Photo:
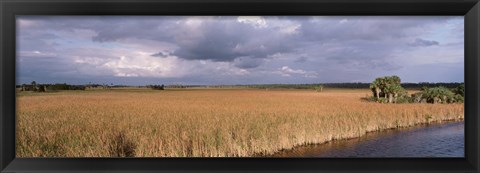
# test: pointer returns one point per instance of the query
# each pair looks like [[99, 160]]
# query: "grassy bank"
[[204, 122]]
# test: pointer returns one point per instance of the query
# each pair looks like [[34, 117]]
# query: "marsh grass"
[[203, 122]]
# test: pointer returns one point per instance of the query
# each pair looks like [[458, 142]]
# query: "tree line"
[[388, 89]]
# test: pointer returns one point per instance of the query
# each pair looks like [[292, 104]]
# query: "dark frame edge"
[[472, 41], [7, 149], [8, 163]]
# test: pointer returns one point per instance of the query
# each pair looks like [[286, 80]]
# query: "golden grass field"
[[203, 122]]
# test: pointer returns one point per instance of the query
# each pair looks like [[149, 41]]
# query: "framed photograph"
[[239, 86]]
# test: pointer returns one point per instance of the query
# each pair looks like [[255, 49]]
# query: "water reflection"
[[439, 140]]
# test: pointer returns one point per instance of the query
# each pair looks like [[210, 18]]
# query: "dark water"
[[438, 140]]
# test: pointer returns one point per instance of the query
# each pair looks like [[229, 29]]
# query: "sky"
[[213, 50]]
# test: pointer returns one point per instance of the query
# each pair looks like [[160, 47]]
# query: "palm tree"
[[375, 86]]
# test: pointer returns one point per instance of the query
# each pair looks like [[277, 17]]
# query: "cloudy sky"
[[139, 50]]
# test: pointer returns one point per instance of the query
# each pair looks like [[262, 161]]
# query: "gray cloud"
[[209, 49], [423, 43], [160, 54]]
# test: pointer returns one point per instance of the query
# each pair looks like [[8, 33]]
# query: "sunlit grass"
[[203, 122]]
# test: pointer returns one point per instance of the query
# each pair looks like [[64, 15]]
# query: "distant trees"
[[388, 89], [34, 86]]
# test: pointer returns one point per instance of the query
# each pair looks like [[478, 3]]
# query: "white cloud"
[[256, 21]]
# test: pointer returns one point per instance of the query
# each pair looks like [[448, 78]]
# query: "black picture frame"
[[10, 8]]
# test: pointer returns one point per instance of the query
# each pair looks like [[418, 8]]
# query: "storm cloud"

::::::::

* [Problem description]: Go through the material above and print all of it exactly, except the pictures.

* [The solution]:
Photo:
# test: pointer returns one point per instance of the query
# each pair looks like [[99, 160]]
# query: "grassy bank"
[[204, 122]]
# test: pointer returns one point per instance of the query
# each pair looks like [[34, 117]]
# query: "marsh grass"
[[203, 122]]
# test: pointer returns one point per instance of the query
# each pair looks like [[458, 142]]
# query: "tree line"
[[388, 89]]
# test: pointer returns one point per instance of the query
# each pair looks like [[292, 104]]
# query: "dark frame edge"
[[472, 41], [7, 149], [8, 163]]
# test: pointer returns one point per instance of the query
# each pair looks like [[286, 80]]
# query: "golden grass field"
[[203, 122]]
# test: pointer returns one point per instance of the query
# each pair looks like [[149, 41]]
# query: "framed photograph"
[[239, 86]]
# test: pointer returns one point per instance of the query
# each pair looks like [[255, 49]]
# query: "water reflection"
[[439, 140]]
# test: pointer returns one point per instance of the query
# each pair looks like [[210, 18]]
# query: "dark water"
[[438, 140]]
# test: pointer returns one point per instance of the query
# each pair looks like [[229, 29]]
# query: "sky"
[[213, 50]]
# test: pointer returns one point per instance of the query
# each pair looks like [[160, 47]]
# query: "palm tree"
[[375, 86]]
# test: pointer returns one point per instance of the query
# each pair looks like [[277, 17]]
# query: "cloudy sky"
[[139, 50]]
# test: pointer returns one point per instance of the query
# each pair looks like [[262, 161]]
# query: "gray cloud"
[[209, 49], [423, 43], [160, 54]]
# test: pointer returns one point per instance of the query
# each pair looks like [[8, 33]]
# query: "sunlit grass"
[[203, 122]]
# test: pointer returns one point per instance of the query
# each pair looks like [[64, 15]]
# query: "distant trees"
[[388, 89], [34, 86]]
# test: pointer returns one point per instance of the query
# each pair looks like [[478, 3]]
# query: "white cloud"
[[256, 21]]
# test: pointer returns one point per instance of the query
# each pair looks like [[448, 78]]
# query: "black picture frame"
[[10, 8]]
# test: pointer returns one point per instance of the query
# each pair looks like [[418, 8]]
# query: "storm cloud"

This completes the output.